### Exercise instructions
Return the following lines word for word. Begin at the line that contains "Would you please pick out the moth thorax" and stop after the line that contains "point(449, 217)", including both of these lines.

■ ■ ■ ■ ■ ■ ■

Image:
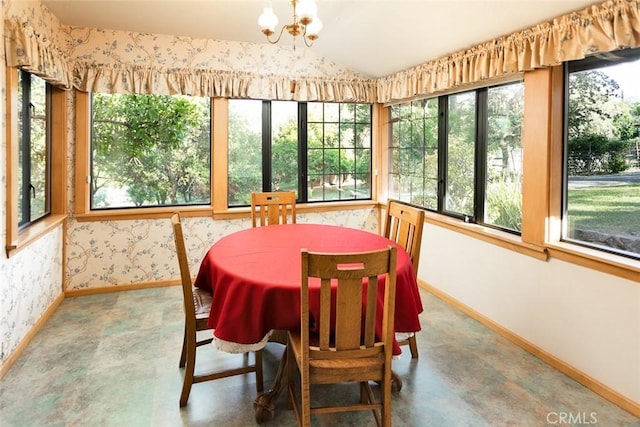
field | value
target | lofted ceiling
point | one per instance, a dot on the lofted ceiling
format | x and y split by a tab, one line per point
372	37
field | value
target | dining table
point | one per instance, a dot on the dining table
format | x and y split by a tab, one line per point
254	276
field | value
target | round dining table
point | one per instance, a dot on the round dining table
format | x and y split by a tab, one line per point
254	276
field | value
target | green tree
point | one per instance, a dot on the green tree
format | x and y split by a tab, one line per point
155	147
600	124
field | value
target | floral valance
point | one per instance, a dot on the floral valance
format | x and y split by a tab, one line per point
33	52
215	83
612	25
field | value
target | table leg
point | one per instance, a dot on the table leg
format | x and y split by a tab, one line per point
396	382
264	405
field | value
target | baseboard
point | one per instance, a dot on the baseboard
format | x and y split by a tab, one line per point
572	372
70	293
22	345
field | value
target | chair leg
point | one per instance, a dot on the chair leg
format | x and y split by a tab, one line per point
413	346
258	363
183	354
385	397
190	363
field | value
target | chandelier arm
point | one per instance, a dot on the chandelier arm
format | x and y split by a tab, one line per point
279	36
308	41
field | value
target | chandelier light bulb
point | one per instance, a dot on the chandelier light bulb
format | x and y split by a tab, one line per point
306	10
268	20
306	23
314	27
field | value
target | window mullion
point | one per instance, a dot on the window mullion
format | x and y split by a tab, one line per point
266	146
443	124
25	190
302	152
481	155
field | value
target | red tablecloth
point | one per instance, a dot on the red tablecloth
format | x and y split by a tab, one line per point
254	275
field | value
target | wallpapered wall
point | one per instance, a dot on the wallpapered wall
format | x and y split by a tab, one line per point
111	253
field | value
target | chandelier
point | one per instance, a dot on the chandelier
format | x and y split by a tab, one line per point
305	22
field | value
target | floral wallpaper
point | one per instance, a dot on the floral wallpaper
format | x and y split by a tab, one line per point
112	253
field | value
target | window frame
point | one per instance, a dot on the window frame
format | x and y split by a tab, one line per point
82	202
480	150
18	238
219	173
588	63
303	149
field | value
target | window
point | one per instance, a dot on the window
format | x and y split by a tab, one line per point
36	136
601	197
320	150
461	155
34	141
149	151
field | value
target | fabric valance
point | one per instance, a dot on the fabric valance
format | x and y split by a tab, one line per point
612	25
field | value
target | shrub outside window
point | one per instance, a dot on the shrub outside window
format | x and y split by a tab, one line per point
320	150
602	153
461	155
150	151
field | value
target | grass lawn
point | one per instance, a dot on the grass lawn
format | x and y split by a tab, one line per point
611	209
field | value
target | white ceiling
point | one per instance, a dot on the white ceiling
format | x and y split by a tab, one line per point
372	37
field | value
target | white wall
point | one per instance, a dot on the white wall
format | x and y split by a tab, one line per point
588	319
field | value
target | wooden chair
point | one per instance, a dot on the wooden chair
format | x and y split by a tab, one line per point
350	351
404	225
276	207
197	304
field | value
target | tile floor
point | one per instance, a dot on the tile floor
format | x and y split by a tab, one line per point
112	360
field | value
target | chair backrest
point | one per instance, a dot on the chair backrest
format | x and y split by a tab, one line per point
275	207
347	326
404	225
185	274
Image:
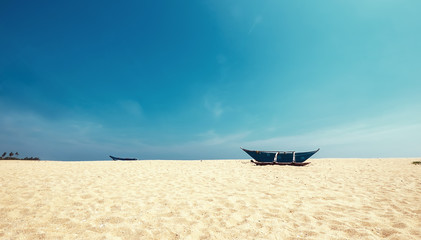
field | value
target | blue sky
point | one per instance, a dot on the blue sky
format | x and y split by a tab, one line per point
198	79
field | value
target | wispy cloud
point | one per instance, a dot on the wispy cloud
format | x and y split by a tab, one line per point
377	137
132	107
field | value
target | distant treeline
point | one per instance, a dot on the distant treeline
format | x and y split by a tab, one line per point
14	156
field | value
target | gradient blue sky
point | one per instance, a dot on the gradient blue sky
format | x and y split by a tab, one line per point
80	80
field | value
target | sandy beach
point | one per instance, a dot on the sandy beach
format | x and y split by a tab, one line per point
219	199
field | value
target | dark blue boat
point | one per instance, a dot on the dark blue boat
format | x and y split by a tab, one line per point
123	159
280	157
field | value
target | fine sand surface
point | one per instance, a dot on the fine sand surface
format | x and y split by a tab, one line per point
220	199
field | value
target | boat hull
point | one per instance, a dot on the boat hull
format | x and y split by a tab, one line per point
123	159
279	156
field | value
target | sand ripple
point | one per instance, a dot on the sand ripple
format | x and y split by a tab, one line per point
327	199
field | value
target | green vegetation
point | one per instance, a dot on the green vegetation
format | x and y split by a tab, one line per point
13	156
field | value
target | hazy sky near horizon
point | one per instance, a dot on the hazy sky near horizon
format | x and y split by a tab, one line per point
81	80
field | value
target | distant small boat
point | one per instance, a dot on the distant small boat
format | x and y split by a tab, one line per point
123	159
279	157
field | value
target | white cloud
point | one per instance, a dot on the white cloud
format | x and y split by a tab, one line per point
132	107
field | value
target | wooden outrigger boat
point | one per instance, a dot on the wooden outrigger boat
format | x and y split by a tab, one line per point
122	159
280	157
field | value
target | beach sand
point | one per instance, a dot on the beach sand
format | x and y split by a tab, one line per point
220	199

■ ■ ■ ■ ■ ■ ■

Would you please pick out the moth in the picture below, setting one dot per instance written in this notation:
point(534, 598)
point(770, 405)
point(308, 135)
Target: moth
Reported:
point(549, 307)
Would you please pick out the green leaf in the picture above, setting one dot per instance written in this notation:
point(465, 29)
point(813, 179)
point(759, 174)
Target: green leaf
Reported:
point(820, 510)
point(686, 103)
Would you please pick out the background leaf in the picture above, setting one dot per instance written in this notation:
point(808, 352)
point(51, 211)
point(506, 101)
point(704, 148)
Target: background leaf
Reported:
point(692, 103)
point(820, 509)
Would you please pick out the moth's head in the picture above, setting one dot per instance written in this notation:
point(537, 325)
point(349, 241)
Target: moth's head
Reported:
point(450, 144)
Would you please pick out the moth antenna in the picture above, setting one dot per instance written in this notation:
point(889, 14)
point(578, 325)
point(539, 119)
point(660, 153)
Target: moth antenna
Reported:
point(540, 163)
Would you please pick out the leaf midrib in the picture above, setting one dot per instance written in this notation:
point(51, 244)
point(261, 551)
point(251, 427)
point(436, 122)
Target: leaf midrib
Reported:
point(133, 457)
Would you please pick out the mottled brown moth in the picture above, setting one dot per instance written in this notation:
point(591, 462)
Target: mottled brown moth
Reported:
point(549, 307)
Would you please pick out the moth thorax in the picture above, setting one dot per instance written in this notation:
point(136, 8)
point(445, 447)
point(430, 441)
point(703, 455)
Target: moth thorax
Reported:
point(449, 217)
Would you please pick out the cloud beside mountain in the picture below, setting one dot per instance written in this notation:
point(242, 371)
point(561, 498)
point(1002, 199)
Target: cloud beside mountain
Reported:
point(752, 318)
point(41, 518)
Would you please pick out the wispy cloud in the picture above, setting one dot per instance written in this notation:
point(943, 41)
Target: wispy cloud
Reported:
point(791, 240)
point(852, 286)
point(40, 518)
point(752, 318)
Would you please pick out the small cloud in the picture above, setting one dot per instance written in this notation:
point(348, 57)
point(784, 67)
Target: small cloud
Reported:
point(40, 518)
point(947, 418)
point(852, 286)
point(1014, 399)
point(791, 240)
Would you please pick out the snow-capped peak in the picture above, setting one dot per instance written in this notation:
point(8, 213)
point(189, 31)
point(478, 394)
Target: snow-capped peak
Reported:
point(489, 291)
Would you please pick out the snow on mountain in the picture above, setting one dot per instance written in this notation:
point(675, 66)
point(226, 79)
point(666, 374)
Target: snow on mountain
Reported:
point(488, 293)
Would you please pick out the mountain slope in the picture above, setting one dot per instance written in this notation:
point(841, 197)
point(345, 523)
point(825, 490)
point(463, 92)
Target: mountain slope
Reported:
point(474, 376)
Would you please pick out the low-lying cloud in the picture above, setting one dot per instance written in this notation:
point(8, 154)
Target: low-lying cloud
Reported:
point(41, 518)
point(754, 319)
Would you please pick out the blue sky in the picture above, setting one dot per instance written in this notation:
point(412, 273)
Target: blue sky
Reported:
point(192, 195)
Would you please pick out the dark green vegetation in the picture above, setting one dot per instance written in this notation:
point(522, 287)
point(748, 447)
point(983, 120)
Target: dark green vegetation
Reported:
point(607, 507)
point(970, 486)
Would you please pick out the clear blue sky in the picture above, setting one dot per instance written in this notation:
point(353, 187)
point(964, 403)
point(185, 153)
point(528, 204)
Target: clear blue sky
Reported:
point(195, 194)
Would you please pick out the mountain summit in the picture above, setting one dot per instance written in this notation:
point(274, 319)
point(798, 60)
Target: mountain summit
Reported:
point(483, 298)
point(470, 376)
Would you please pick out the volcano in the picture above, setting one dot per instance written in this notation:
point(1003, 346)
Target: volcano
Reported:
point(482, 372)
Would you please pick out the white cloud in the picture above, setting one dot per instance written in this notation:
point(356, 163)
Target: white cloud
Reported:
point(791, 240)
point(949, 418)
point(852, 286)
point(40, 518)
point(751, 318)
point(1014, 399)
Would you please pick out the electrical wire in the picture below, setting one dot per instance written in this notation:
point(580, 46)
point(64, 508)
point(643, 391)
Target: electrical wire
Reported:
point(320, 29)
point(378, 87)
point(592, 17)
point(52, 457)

■ ■ ■ ■ ■ ■ ■

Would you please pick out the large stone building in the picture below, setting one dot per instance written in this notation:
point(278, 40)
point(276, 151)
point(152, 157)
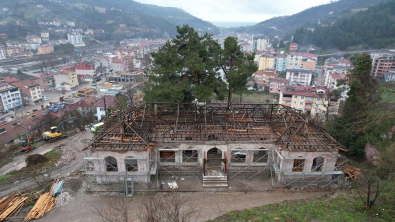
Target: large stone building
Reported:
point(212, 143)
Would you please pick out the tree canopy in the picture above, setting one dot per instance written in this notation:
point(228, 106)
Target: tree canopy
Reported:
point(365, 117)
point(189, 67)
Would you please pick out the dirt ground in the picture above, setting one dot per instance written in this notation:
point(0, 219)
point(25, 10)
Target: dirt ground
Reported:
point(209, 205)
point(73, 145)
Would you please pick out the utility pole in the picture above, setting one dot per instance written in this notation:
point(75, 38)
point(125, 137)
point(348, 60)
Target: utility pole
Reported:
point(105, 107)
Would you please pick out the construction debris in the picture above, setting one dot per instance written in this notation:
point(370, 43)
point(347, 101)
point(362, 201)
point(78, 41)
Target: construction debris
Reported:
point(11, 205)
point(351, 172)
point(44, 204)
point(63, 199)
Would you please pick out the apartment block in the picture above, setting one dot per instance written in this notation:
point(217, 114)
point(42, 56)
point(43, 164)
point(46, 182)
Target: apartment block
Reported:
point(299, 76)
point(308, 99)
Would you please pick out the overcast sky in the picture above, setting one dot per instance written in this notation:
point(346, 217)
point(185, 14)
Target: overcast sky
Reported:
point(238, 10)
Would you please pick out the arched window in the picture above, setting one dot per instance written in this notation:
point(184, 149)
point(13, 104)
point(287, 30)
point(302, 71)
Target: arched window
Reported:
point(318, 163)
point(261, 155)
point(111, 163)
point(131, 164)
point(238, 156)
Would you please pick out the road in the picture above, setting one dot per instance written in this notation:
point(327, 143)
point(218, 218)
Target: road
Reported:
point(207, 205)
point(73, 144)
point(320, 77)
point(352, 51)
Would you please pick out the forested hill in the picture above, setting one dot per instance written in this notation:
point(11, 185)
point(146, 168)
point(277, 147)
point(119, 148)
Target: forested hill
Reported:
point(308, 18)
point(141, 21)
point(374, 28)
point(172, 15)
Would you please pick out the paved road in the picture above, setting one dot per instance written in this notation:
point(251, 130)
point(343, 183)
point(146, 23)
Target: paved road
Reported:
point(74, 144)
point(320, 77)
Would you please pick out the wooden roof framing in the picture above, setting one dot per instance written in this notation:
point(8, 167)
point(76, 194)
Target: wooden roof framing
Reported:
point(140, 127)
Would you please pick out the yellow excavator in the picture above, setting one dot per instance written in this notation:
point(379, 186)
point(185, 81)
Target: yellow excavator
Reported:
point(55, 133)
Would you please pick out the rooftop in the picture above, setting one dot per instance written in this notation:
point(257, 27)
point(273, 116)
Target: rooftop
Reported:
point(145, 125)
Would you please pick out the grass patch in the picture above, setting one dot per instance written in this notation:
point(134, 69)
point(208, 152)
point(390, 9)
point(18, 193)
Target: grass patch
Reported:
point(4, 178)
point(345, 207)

■ ■ ■ ■ ■ ■ ■

### Response
Would you please pick out the moth thorax in the picture above, setting one dot per instance written in this notation:
point(136, 8)
point(445, 447)
point(430, 441)
point(703, 455)
Target: moth thorax
Reported:
point(449, 217)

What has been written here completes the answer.